**Task statement**
Your task is to repeat the entries underneath exactly, minus the pictures.

------------------------------------------------------------

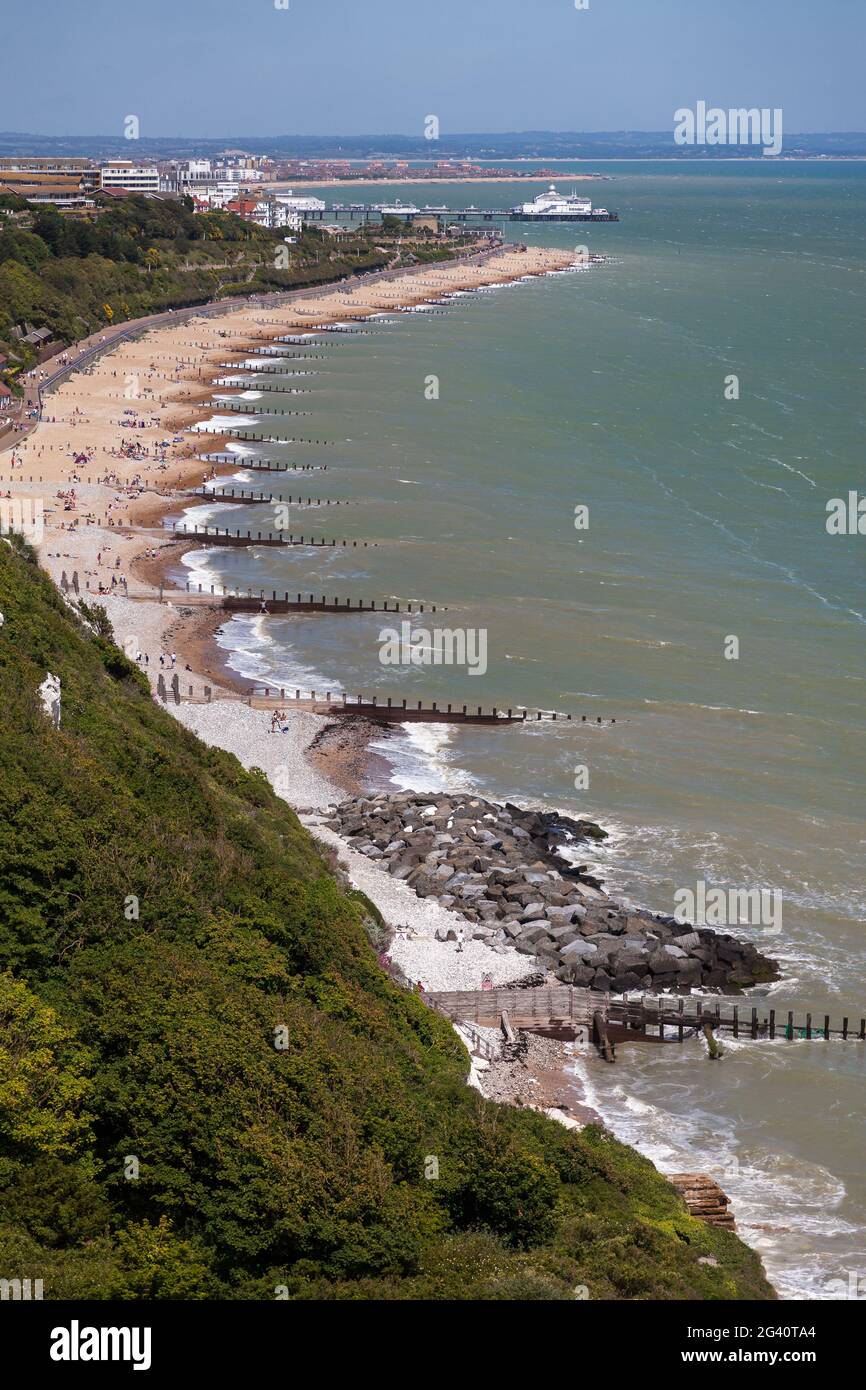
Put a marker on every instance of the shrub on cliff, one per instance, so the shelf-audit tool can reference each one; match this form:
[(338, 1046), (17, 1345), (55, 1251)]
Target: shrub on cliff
[(209, 1087)]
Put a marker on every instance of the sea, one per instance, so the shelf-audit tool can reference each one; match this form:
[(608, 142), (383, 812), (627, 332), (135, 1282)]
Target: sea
[(619, 481)]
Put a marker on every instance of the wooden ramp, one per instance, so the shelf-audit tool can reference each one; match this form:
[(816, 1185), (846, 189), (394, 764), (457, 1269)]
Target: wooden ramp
[(649, 1018)]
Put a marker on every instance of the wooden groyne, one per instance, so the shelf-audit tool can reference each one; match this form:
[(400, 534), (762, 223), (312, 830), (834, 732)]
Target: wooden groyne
[(394, 709), (260, 603), (249, 407), (257, 464), (252, 438), (649, 1018), (235, 384), (246, 498), (704, 1198), (218, 535)]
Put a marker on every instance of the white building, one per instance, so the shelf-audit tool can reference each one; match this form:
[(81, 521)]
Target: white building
[(302, 205), (270, 211), (136, 178)]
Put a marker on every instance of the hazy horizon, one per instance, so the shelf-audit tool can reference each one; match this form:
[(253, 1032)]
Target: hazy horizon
[(492, 66)]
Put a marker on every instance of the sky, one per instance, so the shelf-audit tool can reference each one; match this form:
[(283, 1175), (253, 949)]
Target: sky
[(206, 68)]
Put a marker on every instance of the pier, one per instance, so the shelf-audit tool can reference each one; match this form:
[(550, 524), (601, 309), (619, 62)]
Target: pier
[(449, 214)]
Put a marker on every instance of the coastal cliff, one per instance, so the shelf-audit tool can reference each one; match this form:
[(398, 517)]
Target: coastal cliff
[(207, 1084)]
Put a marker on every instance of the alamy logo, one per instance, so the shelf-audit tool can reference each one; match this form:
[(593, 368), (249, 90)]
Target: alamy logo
[(77, 1343), (20, 1290), (24, 516), (708, 906), (437, 647), (847, 516), (738, 125)]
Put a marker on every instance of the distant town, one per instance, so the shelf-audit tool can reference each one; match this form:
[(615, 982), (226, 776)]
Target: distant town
[(250, 185)]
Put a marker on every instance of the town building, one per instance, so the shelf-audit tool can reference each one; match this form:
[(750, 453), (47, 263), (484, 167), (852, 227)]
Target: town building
[(134, 178)]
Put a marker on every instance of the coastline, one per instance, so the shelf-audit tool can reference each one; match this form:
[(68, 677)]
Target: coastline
[(316, 763), (164, 380)]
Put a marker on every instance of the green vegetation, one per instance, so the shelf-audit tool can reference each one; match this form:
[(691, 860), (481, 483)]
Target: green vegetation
[(139, 256), (207, 1084)]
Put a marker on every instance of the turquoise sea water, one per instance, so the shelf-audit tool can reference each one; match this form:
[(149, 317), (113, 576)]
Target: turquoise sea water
[(706, 521)]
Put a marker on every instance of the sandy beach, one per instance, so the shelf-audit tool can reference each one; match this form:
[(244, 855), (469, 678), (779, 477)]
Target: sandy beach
[(116, 451), (117, 446)]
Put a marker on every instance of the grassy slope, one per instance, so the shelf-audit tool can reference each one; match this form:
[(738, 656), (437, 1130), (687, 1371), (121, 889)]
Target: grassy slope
[(153, 1039)]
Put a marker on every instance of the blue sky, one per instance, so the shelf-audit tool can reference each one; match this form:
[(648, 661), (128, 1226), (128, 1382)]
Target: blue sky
[(325, 67)]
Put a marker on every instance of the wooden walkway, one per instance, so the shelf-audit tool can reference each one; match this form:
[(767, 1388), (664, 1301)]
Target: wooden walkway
[(392, 709), (652, 1018)]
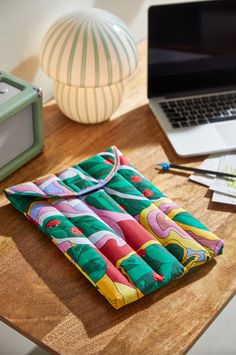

------------------------------------------------------------

**Completed task**
Put a marker on every instance of the shrub on cliff, one per instance, so the shelf-audit tool can reference each one; match this form:
[(338, 1046), (17, 1345), (55, 1251)]
Target: shrub on cliff
[(209, 1087)]
Put a marker on every instance of the sea, one per instance, so the shelf-audit tool can reference each one; match this form:
[(608, 142), (383, 812), (627, 332), (135, 1282)]
Target: sea
[(619, 481)]
Put a marker on every instance of the wooden ramp, one per instance, so the shelf-audit tool can reference each one; match this form:
[(816, 1185), (846, 189), (394, 764), (457, 1269)]
Target: wooden ramp
[(649, 1018)]
Put a marker on every instance of the wooden groyne, one per instance, so the shelf-audit tool can reference each one; match this form:
[(400, 534), (762, 223), (312, 830), (834, 732)]
Target: wooden groyne
[(394, 709), (260, 603), (249, 407), (257, 464), (252, 438), (649, 1018), (235, 384), (246, 498), (704, 1198), (218, 535)]
Put a marker on every instance of the white building, one per instance, so the shelf-audit tool can reference each one; match this form:
[(81, 521)]
Target: white building
[(302, 205), (270, 211), (136, 178)]
Put a marker on every instance of the hazy horizon, one per instance, so the shelf-audit tool can reference each one; match this form:
[(253, 1032)]
Target: hazy horizon
[(492, 66)]
Put a marker on every instance of the sky, one per instance, so the shelf-audit tool can reference each one; match this form:
[(283, 1175), (253, 949)]
Target: sky
[(206, 68)]
Put a marker on every instance of the pier, one per instance, so the shelf-audit tool can reference each one; match this form:
[(550, 524), (601, 309), (619, 62)]
Target: pier
[(449, 214)]
Put a marker on every instance of the coastal cliff, one per instance, so the shelf-audit tool can reference each one; match this form:
[(398, 517)]
Target: coastal cliff
[(207, 1084)]
Put a marker on every instance of the alamy logo, one per instance, so the shelf-audit tool can reference each one; match this form:
[(593, 368), (249, 90)]
Target: alamy logo
[(77, 1343), (20, 1290), (24, 516), (708, 906), (437, 647), (847, 516), (738, 125)]
Put a marker on every instance of the distant town, one per instance, so the shelf-audit tool can reference each one; match this form:
[(615, 982), (226, 776)]
Target: distant town
[(250, 185)]
Put a marker on every instance of the town building, one per instance, so the shelf-audit tool can reference each one; match this form:
[(750, 453), (47, 263), (484, 167), (852, 227)]
Target: town building
[(134, 178)]
Put a marker on every instance of the coastline, one per instance, so the shelf-audit tool can reference each one; match this form:
[(68, 677)]
Target: coastline
[(316, 763), (164, 380)]
Put a marker on every instance of the green vegetation, one per instance, so the shelf-audit tool can reference each one; match this form:
[(691, 860), (481, 483)]
Target: green vegetation
[(139, 256), (207, 1084)]
Put a marker on every instance of the turquoise sea water, one per instance, so the shelf-audit tool can reference each one; match this form:
[(149, 317), (113, 576)]
Target: turquoise sea water
[(706, 521)]
Put a marker on every instance of the sandy beach, one per instance, so the shelf-audit tool can reference each one; match this form:
[(244, 855), (469, 678), (779, 477)]
Target: sandy beach
[(116, 451), (117, 446)]
Put a marker on every instance of the grassy slope, one per instance, so the shelf-audit tool can reference each one; match this form:
[(738, 656), (437, 1130), (687, 1371), (121, 889)]
Target: grassy slope
[(153, 1039)]
Put a marker on every instance of the blue sky, one per instance, so the shelf-audit tool can reference each one; match this form:
[(648, 661), (128, 1226), (128, 1382)]
Target: blue sky
[(325, 67)]
Put a marker on every instance of the wooden walkway, one per instance, so the shelf-audit tool can reference each one; match this form:
[(767, 1388), (664, 1301)]
Target: wooden walkway
[(392, 709), (652, 1018)]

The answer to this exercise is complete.